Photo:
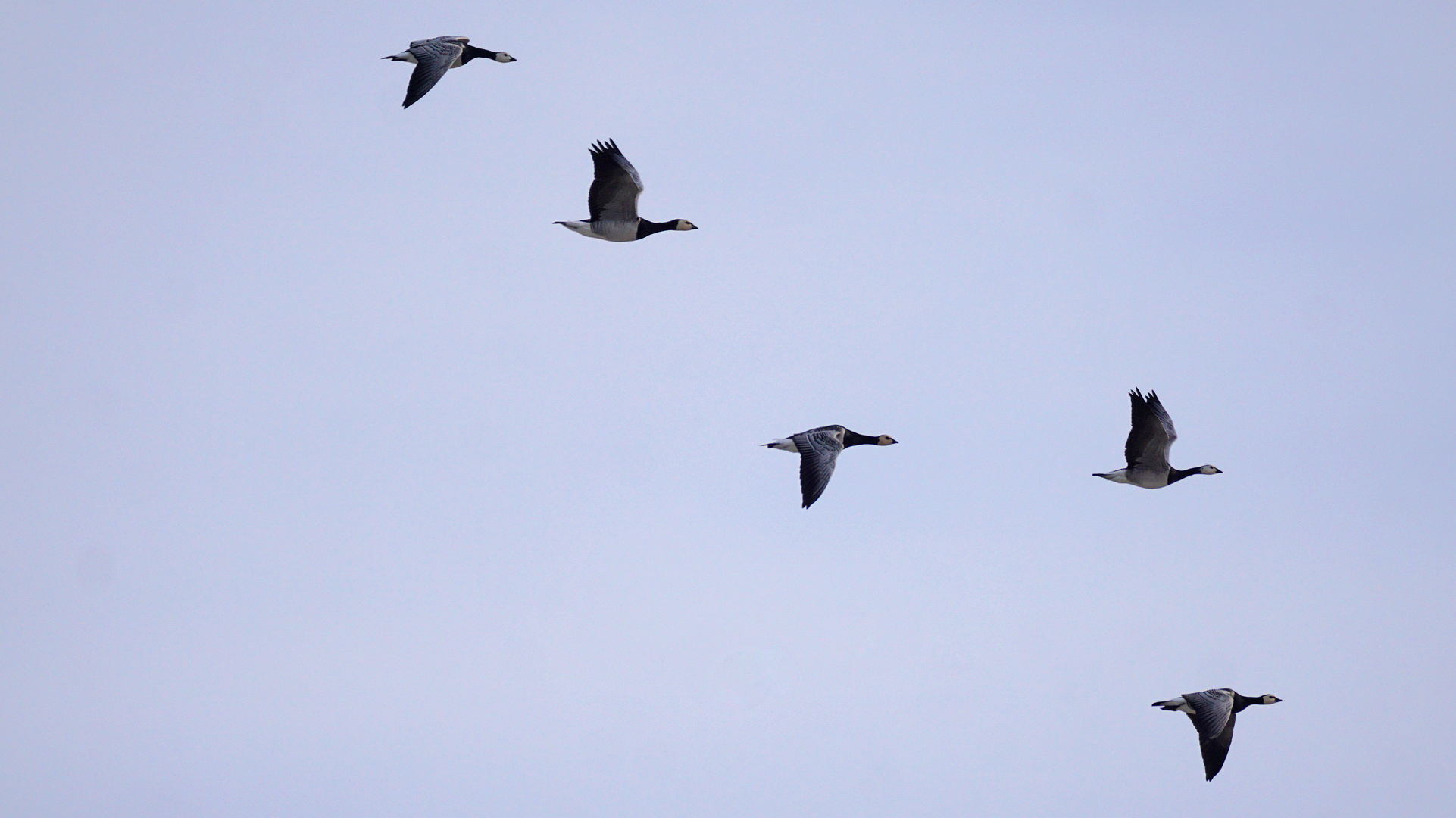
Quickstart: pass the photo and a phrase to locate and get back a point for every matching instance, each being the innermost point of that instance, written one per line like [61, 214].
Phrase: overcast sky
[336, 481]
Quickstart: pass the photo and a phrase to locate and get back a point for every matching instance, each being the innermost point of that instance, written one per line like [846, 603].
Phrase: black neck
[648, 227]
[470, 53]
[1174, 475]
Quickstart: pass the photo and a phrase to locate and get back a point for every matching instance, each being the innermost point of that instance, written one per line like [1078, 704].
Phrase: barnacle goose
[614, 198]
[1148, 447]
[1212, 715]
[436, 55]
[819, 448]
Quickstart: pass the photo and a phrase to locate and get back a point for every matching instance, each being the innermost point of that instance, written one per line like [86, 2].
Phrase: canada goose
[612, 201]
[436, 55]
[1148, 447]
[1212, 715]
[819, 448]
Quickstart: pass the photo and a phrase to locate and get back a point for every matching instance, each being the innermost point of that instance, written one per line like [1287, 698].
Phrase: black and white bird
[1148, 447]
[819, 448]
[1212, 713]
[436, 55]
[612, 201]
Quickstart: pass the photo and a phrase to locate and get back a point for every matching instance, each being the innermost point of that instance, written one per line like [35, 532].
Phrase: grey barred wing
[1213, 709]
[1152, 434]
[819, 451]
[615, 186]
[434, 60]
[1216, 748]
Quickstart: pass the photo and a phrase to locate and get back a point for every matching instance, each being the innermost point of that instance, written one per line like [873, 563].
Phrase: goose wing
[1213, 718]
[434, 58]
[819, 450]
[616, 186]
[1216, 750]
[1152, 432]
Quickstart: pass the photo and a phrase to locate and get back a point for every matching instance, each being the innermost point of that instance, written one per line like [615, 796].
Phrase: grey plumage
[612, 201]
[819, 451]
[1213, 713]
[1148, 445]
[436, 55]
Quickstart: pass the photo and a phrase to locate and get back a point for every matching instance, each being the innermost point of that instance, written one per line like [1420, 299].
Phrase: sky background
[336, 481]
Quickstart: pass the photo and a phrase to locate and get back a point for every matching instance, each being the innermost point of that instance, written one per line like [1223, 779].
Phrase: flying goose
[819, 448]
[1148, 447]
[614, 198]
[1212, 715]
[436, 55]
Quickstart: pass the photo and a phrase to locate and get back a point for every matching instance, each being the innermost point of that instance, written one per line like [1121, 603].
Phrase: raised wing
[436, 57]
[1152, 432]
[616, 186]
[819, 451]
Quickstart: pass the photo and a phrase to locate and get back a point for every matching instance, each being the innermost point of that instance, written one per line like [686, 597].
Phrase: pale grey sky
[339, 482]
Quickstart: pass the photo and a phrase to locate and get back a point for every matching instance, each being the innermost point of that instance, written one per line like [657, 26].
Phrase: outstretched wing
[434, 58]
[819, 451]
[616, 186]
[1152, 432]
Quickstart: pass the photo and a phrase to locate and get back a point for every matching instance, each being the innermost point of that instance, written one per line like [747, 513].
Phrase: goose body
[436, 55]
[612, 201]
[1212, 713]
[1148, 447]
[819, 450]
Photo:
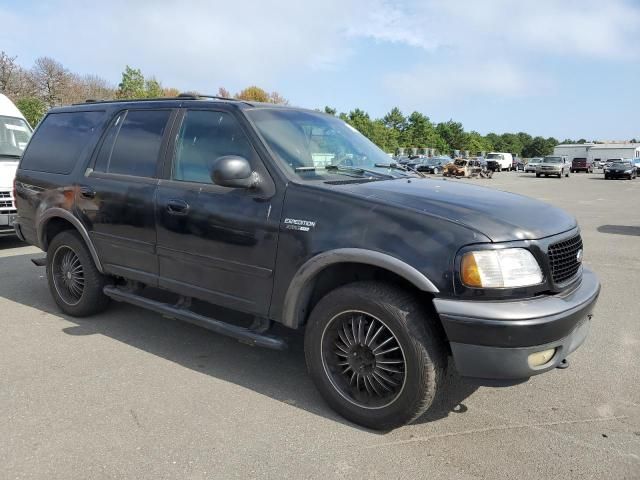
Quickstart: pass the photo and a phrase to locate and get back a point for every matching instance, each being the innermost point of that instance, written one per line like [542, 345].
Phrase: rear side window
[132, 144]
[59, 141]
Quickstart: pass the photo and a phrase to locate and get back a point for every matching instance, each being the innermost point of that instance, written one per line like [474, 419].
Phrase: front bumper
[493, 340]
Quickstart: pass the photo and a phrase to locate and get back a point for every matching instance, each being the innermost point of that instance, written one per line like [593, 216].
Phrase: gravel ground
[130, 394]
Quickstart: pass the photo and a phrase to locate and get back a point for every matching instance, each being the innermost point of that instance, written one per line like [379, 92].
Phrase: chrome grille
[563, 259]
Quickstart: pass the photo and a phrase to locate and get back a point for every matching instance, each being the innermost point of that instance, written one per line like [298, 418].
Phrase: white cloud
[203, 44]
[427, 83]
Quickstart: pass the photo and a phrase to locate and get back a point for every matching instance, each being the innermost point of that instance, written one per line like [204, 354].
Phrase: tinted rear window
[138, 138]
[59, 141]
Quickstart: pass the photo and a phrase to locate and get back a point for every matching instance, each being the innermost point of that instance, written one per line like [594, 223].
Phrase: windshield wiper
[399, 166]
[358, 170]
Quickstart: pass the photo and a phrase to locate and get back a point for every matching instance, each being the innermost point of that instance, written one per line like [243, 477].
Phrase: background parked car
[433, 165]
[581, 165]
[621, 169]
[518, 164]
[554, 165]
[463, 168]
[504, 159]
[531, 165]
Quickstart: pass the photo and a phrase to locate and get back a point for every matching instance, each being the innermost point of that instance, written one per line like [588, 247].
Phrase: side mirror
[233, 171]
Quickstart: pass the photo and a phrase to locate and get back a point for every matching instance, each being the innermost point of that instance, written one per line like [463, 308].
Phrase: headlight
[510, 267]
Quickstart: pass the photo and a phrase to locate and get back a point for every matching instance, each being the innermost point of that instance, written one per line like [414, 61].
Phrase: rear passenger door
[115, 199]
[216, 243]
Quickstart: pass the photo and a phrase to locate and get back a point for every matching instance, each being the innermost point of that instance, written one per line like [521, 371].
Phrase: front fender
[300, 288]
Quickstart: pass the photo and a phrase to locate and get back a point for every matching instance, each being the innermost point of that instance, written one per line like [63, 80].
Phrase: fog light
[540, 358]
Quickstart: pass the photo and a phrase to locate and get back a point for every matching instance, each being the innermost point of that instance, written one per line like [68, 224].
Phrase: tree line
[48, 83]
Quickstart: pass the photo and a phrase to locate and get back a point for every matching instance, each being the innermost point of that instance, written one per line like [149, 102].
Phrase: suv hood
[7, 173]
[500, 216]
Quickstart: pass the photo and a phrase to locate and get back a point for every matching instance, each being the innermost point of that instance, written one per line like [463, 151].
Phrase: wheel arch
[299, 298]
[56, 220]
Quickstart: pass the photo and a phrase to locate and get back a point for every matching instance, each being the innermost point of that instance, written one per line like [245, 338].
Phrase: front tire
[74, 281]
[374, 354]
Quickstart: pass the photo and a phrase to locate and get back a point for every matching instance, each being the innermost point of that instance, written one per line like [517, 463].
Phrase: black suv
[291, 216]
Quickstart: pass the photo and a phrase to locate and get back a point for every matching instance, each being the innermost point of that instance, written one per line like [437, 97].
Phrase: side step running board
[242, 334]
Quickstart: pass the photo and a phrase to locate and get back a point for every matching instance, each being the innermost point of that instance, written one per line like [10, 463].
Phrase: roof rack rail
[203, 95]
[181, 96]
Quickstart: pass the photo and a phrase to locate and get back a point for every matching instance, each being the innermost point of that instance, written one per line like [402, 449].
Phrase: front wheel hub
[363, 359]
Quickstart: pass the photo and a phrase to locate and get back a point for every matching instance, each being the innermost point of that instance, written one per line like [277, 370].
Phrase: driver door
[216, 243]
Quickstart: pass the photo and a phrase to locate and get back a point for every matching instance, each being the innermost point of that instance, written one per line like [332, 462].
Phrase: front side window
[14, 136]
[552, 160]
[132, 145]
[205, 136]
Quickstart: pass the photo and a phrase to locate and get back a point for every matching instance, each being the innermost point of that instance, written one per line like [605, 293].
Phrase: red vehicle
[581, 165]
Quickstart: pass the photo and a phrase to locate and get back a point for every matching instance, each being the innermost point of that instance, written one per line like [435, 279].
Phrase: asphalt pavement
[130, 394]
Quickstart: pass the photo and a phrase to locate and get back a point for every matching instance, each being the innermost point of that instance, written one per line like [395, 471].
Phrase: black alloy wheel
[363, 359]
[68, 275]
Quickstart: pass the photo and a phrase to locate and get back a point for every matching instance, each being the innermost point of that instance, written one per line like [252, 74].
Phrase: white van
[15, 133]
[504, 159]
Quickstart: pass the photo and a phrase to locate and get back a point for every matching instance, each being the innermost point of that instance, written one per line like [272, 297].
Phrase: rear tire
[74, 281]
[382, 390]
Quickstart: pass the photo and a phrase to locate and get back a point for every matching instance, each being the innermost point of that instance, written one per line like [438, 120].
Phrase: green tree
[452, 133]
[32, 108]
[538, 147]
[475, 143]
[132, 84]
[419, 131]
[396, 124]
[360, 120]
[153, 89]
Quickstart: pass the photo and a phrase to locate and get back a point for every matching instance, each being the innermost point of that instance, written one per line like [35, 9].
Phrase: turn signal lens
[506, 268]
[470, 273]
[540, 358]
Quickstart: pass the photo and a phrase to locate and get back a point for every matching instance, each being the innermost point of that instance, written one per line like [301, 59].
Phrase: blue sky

• • • • • • •

### What you have to do
Output exactly the lines from the one containing "like [395, 471]." through the last line of the entries, both ends included.

### Solution for this exercise
Quickstart: pass the photo and a phrase to locate and get back a point for every matching instance, each being the innermost point of that instance, written one per line like [395, 471].
Phrase: black alloy wheel
[363, 359]
[68, 275]
Quickstart: pass the photo and a phrase to locate and get back a point for every matching instance, each being the innermost point of that instance, written one per line like [252, 74].
Phrase: white van
[15, 133]
[504, 159]
Quickstart: pass the photo and a phrase to locate and get back a point for every matching instance, each being the innermost point of that instance, written one per line like [272, 297].
Phrase: rear tire
[74, 281]
[382, 390]
Quickstart: pass the photo and a phrase to locate and get back a point for every matching instance, each being the innermost point of that instance, written one per line like [438, 120].
Phrase: green tree
[452, 133]
[32, 108]
[538, 147]
[475, 143]
[132, 84]
[419, 131]
[396, 124]
[360, 120]
[153, 89]
Quickstart: pass the photo and a phrase to locate and get back a point for every matching instance, each being the innermost point of that instance, written one per line like [35, 9].
Phrase: turn signal lens
[506, 268]
[470, 273]
[540, 358]
Quickstart: pass the photo and a phrase to locate and get back a point for every matching instance, each being the innermost point of that instance, written one per line like [301, 59].
Phrase: blue sky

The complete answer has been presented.